▶ **WHAT THE TASK ASKS**
Give again, unaltered, the lines of the listing below that run from the line having "Guideline: for every instance of the tree, the" through the line having "Guideline: for every instance of the gray tiled".

═════ AVAILABLE DATA

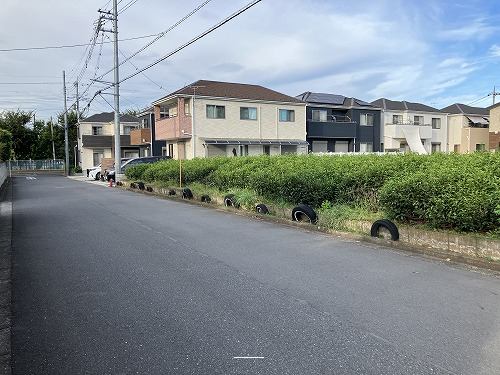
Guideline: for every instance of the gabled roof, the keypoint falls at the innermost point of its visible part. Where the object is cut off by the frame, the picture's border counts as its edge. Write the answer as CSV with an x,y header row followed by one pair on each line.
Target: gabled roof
x,y
332,99
231,91
107,117
391,105
462,109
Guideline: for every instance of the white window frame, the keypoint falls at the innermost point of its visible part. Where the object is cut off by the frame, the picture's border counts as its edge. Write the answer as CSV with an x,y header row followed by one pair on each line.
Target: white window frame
x,y
251,113
286,115
216,111
319,115
364,119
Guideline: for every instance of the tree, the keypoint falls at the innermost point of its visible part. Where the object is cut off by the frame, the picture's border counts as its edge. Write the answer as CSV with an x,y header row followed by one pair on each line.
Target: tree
x,y
23,136
5,144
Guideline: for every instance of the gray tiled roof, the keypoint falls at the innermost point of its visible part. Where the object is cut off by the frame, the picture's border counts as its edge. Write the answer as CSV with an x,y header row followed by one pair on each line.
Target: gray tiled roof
x,y
332,99
232,91
457,109
392,105
107,117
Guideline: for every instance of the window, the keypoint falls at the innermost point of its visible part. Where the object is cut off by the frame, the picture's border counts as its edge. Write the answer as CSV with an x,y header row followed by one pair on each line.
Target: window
x,y
97,156
366,119
436,123
418,120
286,115
397,119
319,146
216,111
96,130
366,147
318,115
248,113
127,129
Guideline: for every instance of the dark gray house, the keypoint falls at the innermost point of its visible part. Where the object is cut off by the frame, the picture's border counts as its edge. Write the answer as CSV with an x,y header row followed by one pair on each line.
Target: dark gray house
x,y
335,123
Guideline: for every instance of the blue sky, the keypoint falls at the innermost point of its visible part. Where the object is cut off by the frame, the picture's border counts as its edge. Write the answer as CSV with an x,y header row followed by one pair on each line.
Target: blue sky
x,y
436,52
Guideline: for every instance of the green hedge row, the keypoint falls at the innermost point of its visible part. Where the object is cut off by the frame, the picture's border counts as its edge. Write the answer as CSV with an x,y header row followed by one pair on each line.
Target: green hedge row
x,y
441,190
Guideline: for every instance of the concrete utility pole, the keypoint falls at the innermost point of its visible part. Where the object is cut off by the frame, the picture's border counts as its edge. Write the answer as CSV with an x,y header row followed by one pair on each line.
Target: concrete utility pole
x,y
66,141
117,94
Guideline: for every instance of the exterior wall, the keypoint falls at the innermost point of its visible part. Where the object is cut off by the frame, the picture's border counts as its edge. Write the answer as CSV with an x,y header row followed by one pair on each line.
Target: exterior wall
x,y
86,156
436,136
472,137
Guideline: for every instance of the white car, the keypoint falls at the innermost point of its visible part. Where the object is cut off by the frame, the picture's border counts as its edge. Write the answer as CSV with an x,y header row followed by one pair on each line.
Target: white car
x,y
94,172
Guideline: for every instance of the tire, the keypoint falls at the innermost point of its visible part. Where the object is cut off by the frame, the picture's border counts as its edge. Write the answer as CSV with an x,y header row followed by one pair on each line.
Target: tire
x,y
229,200
261,209
303,212
387,224
187,194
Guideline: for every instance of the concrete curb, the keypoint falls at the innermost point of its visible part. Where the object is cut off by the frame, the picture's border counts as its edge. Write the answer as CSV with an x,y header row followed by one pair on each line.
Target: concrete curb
x,y
5,276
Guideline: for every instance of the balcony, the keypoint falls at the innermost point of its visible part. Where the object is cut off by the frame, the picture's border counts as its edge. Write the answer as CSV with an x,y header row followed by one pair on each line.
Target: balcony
x,y
400,131
140,137
336,127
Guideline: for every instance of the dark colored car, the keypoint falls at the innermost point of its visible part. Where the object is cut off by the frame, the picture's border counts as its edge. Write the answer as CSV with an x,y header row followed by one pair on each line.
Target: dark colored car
x,y
110,173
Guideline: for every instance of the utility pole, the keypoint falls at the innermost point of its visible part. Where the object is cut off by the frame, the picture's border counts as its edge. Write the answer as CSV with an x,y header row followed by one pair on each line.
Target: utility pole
x,y
66,146
118,161
114,17
77,122
52,133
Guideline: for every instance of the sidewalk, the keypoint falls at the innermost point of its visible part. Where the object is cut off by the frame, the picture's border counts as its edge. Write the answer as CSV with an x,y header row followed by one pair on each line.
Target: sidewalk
x,y
5,274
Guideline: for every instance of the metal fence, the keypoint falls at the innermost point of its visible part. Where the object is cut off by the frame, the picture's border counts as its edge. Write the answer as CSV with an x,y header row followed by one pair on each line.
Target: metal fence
x,y
36,165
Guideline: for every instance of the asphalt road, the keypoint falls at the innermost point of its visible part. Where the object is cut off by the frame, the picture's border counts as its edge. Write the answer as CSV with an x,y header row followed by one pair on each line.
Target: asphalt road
x,y
106,281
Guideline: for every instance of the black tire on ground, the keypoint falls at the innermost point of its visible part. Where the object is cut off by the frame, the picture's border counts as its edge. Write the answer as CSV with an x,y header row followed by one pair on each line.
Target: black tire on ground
x,y
303,212
387,224
229,200
187,194
261,209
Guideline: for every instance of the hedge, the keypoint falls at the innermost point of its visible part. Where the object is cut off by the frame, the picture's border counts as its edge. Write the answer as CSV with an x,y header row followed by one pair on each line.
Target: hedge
x,y
441,190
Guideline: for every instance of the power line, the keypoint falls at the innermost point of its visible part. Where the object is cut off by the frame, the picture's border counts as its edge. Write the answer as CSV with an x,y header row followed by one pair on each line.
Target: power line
x,y
161,35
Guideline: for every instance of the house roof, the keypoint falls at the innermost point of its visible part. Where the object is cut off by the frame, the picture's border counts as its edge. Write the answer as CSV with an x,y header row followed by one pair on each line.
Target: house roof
x,y
462,109
107,117
392,105
231,91
332,99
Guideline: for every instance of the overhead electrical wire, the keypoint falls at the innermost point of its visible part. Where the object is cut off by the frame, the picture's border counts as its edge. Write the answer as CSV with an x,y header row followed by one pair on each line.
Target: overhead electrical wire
x,y
159,36
210,30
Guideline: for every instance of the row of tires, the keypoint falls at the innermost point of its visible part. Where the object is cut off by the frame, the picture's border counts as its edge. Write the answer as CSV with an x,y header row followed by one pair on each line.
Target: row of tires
x,y
301,212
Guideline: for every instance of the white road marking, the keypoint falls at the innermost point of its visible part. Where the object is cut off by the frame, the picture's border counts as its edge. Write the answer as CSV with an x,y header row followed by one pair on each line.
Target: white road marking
x,y
248,357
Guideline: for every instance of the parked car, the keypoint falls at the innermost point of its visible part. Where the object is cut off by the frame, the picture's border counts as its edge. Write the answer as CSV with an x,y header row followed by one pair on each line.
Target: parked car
x,y
110,173
94,172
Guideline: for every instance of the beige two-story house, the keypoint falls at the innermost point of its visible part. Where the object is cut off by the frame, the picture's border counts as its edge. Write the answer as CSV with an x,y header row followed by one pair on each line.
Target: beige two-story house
x,y
210,118
468,128
96,138
494,131
412,127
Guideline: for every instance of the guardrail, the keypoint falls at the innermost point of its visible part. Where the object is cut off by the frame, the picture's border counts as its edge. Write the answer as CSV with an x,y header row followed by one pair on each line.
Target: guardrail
x,y
19,166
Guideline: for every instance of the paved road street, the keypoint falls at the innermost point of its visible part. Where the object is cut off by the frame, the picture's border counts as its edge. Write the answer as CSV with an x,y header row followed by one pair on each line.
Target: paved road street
x,y
106,281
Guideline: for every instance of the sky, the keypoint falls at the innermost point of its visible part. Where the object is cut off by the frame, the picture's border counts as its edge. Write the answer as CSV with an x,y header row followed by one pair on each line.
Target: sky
x,y
434,52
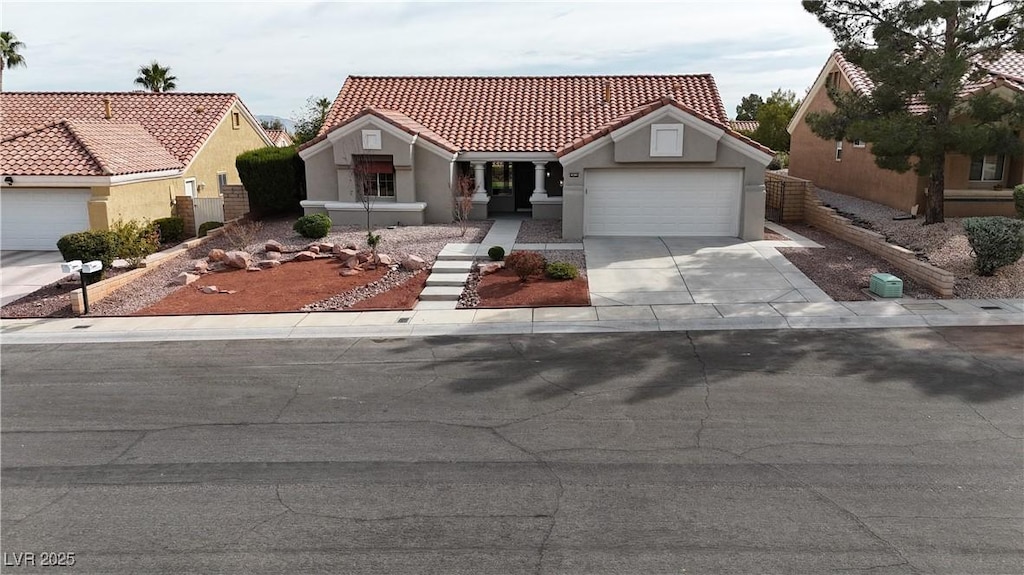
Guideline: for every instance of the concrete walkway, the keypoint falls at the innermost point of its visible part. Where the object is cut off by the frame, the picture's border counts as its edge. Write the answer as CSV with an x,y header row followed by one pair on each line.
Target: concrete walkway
x,y
670,317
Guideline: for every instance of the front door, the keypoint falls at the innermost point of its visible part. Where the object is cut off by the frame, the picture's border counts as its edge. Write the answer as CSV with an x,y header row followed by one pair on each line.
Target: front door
x,y
522,174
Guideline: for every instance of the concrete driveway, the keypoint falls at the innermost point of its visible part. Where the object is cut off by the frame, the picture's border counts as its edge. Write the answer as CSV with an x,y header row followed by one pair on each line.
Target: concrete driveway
x,y
625,271
24,272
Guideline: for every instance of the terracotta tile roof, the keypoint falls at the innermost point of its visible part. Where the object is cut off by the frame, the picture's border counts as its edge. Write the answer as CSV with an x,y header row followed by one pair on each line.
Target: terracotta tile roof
x,y
743,125
280,136
178,123
517,114
1009,68
646,108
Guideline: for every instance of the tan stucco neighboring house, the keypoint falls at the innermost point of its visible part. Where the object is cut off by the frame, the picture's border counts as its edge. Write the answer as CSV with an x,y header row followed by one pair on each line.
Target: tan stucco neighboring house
x,y
76,161
281,138
607,155
975,186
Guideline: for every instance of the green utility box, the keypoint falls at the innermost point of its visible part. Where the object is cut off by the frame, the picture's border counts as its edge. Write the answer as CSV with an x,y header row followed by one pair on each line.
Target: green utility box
x,y
887,285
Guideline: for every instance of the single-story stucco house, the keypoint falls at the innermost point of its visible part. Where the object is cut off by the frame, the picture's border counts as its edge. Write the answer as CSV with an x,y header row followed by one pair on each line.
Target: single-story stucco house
x,y
975,186
608,155
77,161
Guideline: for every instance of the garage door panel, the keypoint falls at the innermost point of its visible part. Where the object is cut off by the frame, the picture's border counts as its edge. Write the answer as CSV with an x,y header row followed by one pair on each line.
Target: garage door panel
x,y
663,202
35,220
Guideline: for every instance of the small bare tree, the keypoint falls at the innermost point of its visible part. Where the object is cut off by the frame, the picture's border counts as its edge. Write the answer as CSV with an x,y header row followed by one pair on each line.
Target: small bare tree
x,y
462,198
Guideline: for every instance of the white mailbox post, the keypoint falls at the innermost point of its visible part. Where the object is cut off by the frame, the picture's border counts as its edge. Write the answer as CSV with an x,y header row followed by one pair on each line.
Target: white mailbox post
x,y
82,269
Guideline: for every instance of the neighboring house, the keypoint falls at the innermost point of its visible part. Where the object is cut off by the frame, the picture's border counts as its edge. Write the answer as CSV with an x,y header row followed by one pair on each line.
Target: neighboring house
x,y
71,162
744,126
608,155
281,138
975,186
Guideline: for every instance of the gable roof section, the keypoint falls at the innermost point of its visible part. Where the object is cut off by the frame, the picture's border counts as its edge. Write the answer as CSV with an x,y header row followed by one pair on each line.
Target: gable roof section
x,y
648,108
141,122
516,114
1007,71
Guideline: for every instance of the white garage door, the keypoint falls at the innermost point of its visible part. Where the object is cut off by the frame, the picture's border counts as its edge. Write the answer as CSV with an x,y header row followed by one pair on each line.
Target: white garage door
x,y
35,220
663,202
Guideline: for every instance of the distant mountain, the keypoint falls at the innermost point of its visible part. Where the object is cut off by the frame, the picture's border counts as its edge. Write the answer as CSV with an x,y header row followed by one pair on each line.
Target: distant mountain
x,y
289,125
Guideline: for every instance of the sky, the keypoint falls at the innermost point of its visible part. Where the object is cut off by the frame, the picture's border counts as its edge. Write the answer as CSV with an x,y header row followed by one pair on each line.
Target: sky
x,y
276,54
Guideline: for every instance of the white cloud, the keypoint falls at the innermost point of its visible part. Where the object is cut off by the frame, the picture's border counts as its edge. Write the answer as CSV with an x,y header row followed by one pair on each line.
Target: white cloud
x,y
276,54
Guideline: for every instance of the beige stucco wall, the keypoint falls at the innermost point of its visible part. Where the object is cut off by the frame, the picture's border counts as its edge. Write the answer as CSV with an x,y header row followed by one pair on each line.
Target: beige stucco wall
x,y
604,156
139,201
219,152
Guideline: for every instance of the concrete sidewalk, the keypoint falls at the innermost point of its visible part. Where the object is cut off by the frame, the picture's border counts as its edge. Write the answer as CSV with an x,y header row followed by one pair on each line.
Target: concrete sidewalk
x,y
897,313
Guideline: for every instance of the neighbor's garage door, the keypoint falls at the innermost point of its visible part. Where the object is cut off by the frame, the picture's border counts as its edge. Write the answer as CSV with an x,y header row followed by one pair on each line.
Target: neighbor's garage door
x,y
35,220
663,202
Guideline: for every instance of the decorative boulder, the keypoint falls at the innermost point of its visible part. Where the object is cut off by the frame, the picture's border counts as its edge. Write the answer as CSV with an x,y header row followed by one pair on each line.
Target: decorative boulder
x,y
413,263
240,260
184,278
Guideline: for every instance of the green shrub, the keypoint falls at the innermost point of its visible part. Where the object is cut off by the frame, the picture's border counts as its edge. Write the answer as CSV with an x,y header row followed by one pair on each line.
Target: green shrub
x,y
133,240
524,264
171,230
207,226
996,241
313,226
89,246
274,179
561,270
496,253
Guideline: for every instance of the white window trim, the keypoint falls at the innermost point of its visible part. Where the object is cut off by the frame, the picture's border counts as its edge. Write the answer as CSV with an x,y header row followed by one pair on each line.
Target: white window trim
x,y
984,163
372,139
677,148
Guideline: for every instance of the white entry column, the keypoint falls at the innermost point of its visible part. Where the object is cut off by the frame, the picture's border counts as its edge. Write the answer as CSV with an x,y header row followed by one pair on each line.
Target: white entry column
x,y
540,172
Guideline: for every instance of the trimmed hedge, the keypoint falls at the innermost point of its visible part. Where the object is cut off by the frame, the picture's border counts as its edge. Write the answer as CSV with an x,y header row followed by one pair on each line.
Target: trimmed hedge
x,y
996,241
89,246
171,229
313,226
274,179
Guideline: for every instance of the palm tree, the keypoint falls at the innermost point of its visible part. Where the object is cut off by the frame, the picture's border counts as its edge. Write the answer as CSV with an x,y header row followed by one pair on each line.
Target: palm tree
x,y
156,78
9,57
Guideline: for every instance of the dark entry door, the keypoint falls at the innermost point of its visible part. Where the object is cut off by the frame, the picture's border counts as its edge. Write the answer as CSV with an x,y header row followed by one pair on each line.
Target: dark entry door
x,y
522,174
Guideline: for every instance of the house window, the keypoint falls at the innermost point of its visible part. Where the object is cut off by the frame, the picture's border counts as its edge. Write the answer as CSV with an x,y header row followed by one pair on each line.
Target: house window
x,y
375,175
371,139
987,168
501,178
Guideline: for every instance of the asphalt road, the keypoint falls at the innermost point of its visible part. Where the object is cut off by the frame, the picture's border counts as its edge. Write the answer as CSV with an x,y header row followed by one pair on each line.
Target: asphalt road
x,y
875,451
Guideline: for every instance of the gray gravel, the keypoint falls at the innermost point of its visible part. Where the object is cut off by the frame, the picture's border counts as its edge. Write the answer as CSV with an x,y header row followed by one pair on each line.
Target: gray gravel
x,y
424,241
943,245
542,231
470,298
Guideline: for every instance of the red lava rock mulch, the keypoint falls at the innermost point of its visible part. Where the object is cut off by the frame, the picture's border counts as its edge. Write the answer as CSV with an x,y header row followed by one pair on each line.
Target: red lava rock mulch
x,y
503,290
400,298
286,288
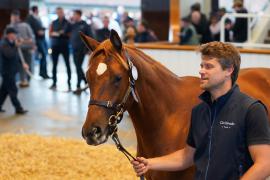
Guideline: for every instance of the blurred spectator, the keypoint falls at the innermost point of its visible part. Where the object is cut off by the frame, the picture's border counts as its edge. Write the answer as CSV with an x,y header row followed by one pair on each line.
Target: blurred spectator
x,y
34,21
214,27
221,12
240,27
79,49
129,31
27,37
188,35
104,33
228,30
59,34
144,34
199,21
11,64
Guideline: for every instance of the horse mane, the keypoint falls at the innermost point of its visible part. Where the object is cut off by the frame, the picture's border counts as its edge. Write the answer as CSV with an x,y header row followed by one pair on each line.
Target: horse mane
x,y
139,58
133,51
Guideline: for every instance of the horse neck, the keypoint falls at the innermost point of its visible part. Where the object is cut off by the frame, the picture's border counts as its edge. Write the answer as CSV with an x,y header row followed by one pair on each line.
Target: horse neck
x,y
155,87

══════════

▶ **OUTPUT OF THE TASK**
Guideline: for every instance of the tree, the keypoint falls at the innermost point of its visible part. Where the object is cut off by the frame, the picture's border counts as its edge. Write the answer as CSV with an x,y header row followed by one pair on each line.
Target: tree
x,y
23,136
5,144
Guideline: for every instance of the gray tiled roof, the keypoint falls at the innermost point of its visible part. Where the object is cut off by the frame, the picture's border counts as its edge. Write the answer as CSV with an x,y header row followed by one pair on each line.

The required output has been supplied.